• **DOCUMENT**:
=-=-=

Tom Bissell is the author of my favourite book on video games, Extra Lives: Why Video Games Matter, which I called “the finest account yet of what it feels like to be a video game player” when I reviewed it in The New York Times. These days, he is a writer for video games like Uncharted 4, The Vanishing of Ethan Carter, Battlefield: Hardline, and Gears of War Judgment.
Once upon a time, Tom was a video game critic, most notably for ESPN”s Grantland. But he hasn’t said a word in public, to my knowledge (or his), about video games since reviewing Grand Theft Auto V almost two years ago. He broke his silence, though, to defend The Order: 1886, the critically panned PlayStation 4 shooter, on Shall We Play a Game?
Yes, The Order. The game that motivated Kotaku‘s Kirk Hamilton to write: “Do you like movies? Do you like video games? If you answered ‘yes’ to either of those questions, you should probably skip The Order: 1886.”

=-=-=

• **RAW RECORDS**:
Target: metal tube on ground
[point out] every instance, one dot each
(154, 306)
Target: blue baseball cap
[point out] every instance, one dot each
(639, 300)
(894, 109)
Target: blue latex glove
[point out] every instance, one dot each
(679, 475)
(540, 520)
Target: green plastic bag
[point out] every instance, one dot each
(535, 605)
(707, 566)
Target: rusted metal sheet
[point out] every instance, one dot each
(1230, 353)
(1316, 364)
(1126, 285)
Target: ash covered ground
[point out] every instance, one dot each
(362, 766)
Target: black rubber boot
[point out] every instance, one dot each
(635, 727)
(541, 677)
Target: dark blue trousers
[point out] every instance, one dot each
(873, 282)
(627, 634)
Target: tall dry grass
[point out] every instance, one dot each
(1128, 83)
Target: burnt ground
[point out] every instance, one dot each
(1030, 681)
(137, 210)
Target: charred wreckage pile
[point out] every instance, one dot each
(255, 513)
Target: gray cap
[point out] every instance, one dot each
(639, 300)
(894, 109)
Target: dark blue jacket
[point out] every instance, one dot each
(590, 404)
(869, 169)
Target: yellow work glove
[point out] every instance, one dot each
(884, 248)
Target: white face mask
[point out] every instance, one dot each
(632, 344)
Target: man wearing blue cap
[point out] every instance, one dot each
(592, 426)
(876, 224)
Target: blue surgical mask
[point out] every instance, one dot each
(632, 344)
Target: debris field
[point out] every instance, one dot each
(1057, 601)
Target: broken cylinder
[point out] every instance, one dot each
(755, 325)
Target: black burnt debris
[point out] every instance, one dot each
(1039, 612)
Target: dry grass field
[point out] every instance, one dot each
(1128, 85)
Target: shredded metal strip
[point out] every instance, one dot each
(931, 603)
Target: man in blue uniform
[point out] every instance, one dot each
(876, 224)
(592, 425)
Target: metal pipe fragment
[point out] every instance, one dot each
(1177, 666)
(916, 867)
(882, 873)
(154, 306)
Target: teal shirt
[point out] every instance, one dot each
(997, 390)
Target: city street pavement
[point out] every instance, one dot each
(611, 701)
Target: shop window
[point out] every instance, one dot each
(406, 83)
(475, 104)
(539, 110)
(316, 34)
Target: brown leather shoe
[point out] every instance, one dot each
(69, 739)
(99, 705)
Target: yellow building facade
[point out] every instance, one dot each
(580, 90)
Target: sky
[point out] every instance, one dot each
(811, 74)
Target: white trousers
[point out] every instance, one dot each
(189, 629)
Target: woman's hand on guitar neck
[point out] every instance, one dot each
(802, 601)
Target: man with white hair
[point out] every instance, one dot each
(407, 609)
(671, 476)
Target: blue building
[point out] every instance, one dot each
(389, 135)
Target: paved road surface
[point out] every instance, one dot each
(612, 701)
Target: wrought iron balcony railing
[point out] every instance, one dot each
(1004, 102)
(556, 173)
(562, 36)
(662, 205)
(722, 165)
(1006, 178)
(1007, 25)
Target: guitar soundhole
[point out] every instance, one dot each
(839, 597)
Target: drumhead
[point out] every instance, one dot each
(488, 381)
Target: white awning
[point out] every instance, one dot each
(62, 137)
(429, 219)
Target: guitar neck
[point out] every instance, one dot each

=-=-=

• **TASK INSTRUCTIONS**:
1. Based on the passage about Tom Bissell, decide whether each statement is true. Answer yes or no for each and quote the words from the passage that decide it.
(a) Tom Bissell reviewed Grand Theft Auto V.
(b) Kirk Hamilton recommended The Order: 1886 to people who like movies.
(c) Tom Bissell is a writer for Uncharted 4.
2. In the entries, start at the line containing "Target: city street pavement" and continue through the last line of the entries. Rewrite only those lines, swapping "guitar" for "banjo" and leaving everything else unchanged.

• **EXERCISE ANSWERS**:
1.
(a) Yes: "since reviewing Grand Theft Auto V almost two years ago."
(b) No: "If you answered ‘yes’ to either of those questions, you should probably skip The Order: 1886."
(c) Yes: "he is a writer for video games like Uncharted 4"

2.
Target: city street pavement
[point out] every instance, one dot each
(611, 701)
Target: shop window
[point out] every instance, one dot each
(406, 83)
(475, 104)
(539, 110)
(316, 34)
Target: brown leather shoe
[point out] every instance, one dot each
(69, 739)
(99, 705)
Target: yellow building facade
[point out] every instance, one dot each
(580, 90)
Target: sky
[point out] every instance, one dot each
(811, 74)
Target: white trousers
[point out] every instance, one dot each
(189, 629)
Target: woman's hand on banjo neck
[point out] every instance, one dot each
(802, 601)
Target: man with white hair
[point out] every instance, one dot each
(407, 609)
(671, 476)
Target: blue building
[point out] every instance, one dot each
(389, 135)
Target: paved road surface
[point out] every instance, one dot each
(612, 701)
Target: wrought iron balcony railing
[point out] every instance, one dot each
(1004, 102)
(556, 173)
(562, 36)
(662, 205)
(722, 165)
(1006, 178)
(1007, 25)
Target: banjo soundhole
[point out] every instance, one dot each
(839, 597)
Target: drumhead
[point out] every instance, one dot each
(488, 381)
Target: white awning
[point out] every instance, one dot each
(62, 137)
(429, 219)
Target: banjo neck
[point out] every instance, one dot each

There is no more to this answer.